(A block of data)
* * * *

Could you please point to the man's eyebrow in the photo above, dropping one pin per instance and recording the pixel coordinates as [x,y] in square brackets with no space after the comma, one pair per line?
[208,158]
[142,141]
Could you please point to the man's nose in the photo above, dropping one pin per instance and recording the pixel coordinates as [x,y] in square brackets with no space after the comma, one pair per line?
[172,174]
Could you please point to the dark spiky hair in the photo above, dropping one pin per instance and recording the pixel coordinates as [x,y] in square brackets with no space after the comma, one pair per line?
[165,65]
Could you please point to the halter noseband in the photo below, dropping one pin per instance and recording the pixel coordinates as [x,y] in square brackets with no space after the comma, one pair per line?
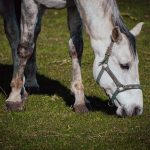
[119,85]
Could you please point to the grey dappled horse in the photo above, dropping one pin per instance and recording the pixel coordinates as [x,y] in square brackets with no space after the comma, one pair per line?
[115,66]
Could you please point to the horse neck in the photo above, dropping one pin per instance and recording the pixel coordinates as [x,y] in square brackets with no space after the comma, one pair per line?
[98,24]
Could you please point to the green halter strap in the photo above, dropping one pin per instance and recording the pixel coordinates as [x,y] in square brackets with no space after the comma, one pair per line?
[120,87]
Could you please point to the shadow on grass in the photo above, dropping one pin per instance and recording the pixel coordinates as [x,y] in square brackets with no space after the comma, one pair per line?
[51,87]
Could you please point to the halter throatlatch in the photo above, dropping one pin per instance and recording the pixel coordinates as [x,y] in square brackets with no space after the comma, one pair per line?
[120,87]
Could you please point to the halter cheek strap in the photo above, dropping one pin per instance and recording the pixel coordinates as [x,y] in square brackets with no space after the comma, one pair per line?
[120,87]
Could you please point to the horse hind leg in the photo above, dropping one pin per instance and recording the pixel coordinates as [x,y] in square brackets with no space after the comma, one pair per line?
[75,51]
[15,100]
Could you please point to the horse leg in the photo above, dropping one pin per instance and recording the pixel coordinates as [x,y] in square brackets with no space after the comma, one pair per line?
[25,50]
[30,71]
[12,33]
[75,50]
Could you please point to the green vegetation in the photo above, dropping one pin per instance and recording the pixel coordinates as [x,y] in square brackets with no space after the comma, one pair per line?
[49,122]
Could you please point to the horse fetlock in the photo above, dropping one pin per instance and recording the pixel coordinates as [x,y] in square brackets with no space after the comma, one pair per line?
[31,85]
[25,50]
[77,86]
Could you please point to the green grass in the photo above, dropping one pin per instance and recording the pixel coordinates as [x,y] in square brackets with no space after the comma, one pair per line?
[49,122]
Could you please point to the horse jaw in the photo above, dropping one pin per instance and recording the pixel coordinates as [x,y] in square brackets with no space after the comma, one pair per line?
[137,29]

* * * *

What you need to do: Rewrite every line of the entries above as a Markdown table with the columns Row and Entry Line, numbering the rows and skipping blank lines. Leave the pictures out of the table.

Written response:
| Row | Entry Line |
|---|---|
| 1 | Could you please point to the man's eyebrow in the photo above, dropping one pin per instance and recording the pixel coordinates as [x,y] in square brackets with no space after the comma, one pair per line? |
| 2 | [208,158] |
| 3 | [142,141] |
| 4 | Could you please point to the man's nose in the photo above, dropping one pin per instance and recording the pixel coordinates as [x,y] in square brackets with no space after the comma, one pair per line? |
| 5 | [172,174] |
| 6 | Could you please point to the dark spiky hair in the photo above, dropping one pin per instance and recording the pixel coordinates as [x,y] in square brackets with no space after the comma, one pair per line? |
| 7 | [165,65] |
| 8 | Could you please point to the halter noseband in the photo below, dropping one pin per instance and recording the pixel coordinates as [x,y] in square brackets with no space after the comma, one pair per line? |
| 9 | [119,85] |
| 10 | Could you please point to the grey dappled horse in the photo above, dropping one pin per instance and recording the pixel coordinates as [x,y] in square brackets with no space after the comma, one pair per line? |
| 11 | [115,66] |
| 12 | Could you please point to the horse neck in the photo above, dropping one pin per instance and recording the pixel coordinates as [x,y] in square brackets with no space after the comma, one pair per line? |
| 13 | [98,24] |
| 14 | Could you please point to the green halter strap in the photo above, dropping one pin per instance and recording the pixel coordinates as [x,y] in square brackets with no space after the comma, one pair per line? |
| 15 | [120,87] |
| 16 | Could you please point to the shadow on grass in the photo above, dropping one pin per instance and recording the pixel coordinates as [x,y] in square brackets with no space after the comma, one pair per line? |
| 17 | [51,87] |
| 18 | Could you please point to the halter throatlatch in the photo above, dropping one pin per instance and recording the pixel coordinates as [x,y] in square brackets with no space after the comma, one pair per line? |
| 19 | [120,87] |
| 20 | Could you please point to the halter cheek strap in the photo above, dropping one pin per instance and recording the pixel coordinates as [x,y] in square brackets with no space after the comma, one pair per line? |
| 21 | [120,87] |
| 22 | Could you please point to the horse hind leg in the photo above, dropping one pin per instance and recording the pixel coordinates as [x,y] in square brackets with no space after the comma, one pair per line? |
| 23 | [75,51] |
| 24 | [15,100] |
| 25 | Could you please point to the horse leg in the photo above, dropping one pin per instance and recording the pixel coordinates as [x,y] in square brackets with no space after the comma, one pair per line? |
| 26 | [25,50] |
| 27 | [30,71] |
| 28 | [12,33] |
| 29 | [75,50] |
| 30 | Could you please point to the green vegetation in the photo above, dropping one pin per instance and recording the pixel coordinates as [x,y] in square brackets with no space after the comma, one pair per line? |
| 31 | [49,122] |
| 32 | Could you please point to the horse fetlock in the photo above, dropping one pin per instance and recording the pixel coordinates as [x,y] in square brackets with no space after the comma, one pair per line? |
| 33 | [31,85] |
| 34 | [25,50] |
| 35 | [77,86] |
| 36 | Could you please point to the green grass in the photo above, dropping one pin per instance and recording the pixel coordinates as [x,y] in square brackets with no space after the comma, one pair per line? |
| 37 | [49,122] |
| 38 | Could you please point to the horse jaw in the photo above, dropping one pin per instance and recording the pixel coordinates as [x,y] in square brackets with no space after the comma, one pair per line? |
| 39 | [137,29] |